■ Stated task A: In the rows, present the lines between the line holding "Exercise. Tag the child in" and the line holding "x=168, y=132", inclusive, as a numbered list with blank lines left out.

■ Text excerpt:
"""

We caught up with the brilliant and insightful Yujin Oh a few weeks ago and have shared our conversation below.
Yujin, thanks for taking the time to share your stories with us today Let’s start with the story of your mission. What should we know?
The story behind Whimsy Art Club begins with a anxious kid who moved every three years.
Growing up as a military child, I was constantly starting over—Every 3 years my entire environment changed. Korea, Texas, the Philippines, St. Louis. Each move turned me from an outgoing kid into an anxious introvert, always wondering: *Will I fit in? Will anyone understand me?* You know that feeling of walking into a new place and hoping someone will just get you?
But through all that uncertainty, one thing remained constant: art class. It was my sanctuary—not because I was some art prodigy, but because art didn’t care if I talked differently or didn’t know the local references. I could just create. In those warm, welcoming rooms with kind teachers, I felt like I belonged somewhere for once. There was a connection there I rarely found anywhere else in school.
I followed the path many children of immigrant families take—work hard, aim high. After graduating from Rhode Island School of Design, I became an architectural Designer in NYC, climbed the corporate ladder, made good money for 12 years. All the traditional markers of success were there, but honestly? I kept thinking about those art rooms. Something was missing—that sense of creative sanctuary I’d found as a child.
Then I became a mom, and everything clicked into focus.
I started paying attention to how we talk about creativity with children, and I was struck by how quickly we decide who’s “the creative one” and who isn’t. I’d watch art classes where kids were basically just copying examples, and I kept thinking—where’s the actual thinking? Where’s the curiosity? What if we actually treated kids like they have something meaningful to say through their art?

"""

■ Records for this exercise:
"""

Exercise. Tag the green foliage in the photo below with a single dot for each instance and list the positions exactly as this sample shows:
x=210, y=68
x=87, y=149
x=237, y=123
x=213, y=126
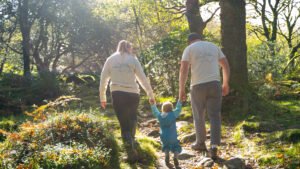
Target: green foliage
x=7, y=125
x=162, y=62
x=64, y=141
x=261, y=62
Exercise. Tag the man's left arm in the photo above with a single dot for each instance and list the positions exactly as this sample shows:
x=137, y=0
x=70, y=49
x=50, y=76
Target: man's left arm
x=223, y=62
x=183, y=75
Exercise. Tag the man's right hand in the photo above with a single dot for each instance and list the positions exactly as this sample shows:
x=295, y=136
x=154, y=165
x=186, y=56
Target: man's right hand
x=225, y=89
x=103, y=105
x=152, y=101
x=182, y=96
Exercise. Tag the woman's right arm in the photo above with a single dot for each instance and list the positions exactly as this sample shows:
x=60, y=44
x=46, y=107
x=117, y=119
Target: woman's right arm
x=155, y=110
x=105, y=76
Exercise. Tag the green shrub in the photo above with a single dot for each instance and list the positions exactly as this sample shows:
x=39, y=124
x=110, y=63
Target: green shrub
x=64, y=141
x=7, y=125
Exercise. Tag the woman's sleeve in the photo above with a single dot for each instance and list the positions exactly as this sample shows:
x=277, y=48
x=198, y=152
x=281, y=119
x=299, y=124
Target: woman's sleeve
x=105, y=76
x=155, y=110
x=177, y=109
x=142, y=79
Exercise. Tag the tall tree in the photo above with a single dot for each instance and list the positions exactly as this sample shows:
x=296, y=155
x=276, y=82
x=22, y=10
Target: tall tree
x=291, y=18
x=25, y=26
x=233, y=33
x=268, y=11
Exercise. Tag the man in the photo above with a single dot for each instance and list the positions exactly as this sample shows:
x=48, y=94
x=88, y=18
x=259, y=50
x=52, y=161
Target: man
x=206, y=90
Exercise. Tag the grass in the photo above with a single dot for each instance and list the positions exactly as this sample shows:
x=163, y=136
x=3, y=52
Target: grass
x=273, y=128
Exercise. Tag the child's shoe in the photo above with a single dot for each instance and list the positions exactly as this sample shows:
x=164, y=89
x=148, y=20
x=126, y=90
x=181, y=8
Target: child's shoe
x=176, y=163
x=214, y=153
x=199, y=146
x=167, y=160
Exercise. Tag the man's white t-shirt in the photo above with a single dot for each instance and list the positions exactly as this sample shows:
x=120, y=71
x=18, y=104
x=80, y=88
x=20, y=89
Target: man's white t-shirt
x=204, y=61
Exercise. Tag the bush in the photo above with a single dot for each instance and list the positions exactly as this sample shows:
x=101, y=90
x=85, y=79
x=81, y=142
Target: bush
x=64, y=141
x=7, y=125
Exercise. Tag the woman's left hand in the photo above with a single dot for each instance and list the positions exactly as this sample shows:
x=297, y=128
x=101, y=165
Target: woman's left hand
x=103, y=105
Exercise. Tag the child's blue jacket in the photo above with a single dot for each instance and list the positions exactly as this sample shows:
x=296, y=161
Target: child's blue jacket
x=168, y=131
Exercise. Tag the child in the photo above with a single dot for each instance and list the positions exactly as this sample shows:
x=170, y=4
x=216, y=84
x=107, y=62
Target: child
x=168, y=132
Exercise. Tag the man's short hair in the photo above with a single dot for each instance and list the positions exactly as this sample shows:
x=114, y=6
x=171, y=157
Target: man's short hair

"""

■ Stated task B: Repeat the passage of the interview between "Yujin, thanks for" and "just get you?", inclusive, changing "Whimsy Art Club" to "Little Makers Studio".

■ Full answer A:
1. Exercise. Tag the child in the photo above with a single dot for each instance and list the positions exactly as this sample shows:
2. x=170, y=4
3. x=216, y=84
4. x=107, y=62
5. Target: child
6. x=168, y=132

■ Full answer B:
Yujin, thanks for taking the time to share your stories with us today Let’s start with the story of your mission. What should we know?
The story behind Little Makers Studio begins with a anxious kid who moved every three years.
Growing up as a military child, I was constantly starting over—Every 3 years my entire environment changed. Korea, Texas, the Philippines, St. Louis. Each move turned me from an outgoing kid into an anxious introvert, always wondering: *Will I fit in? Will anyone understand me?* You know that feeling of walking into a new place and hoping someone will just get you?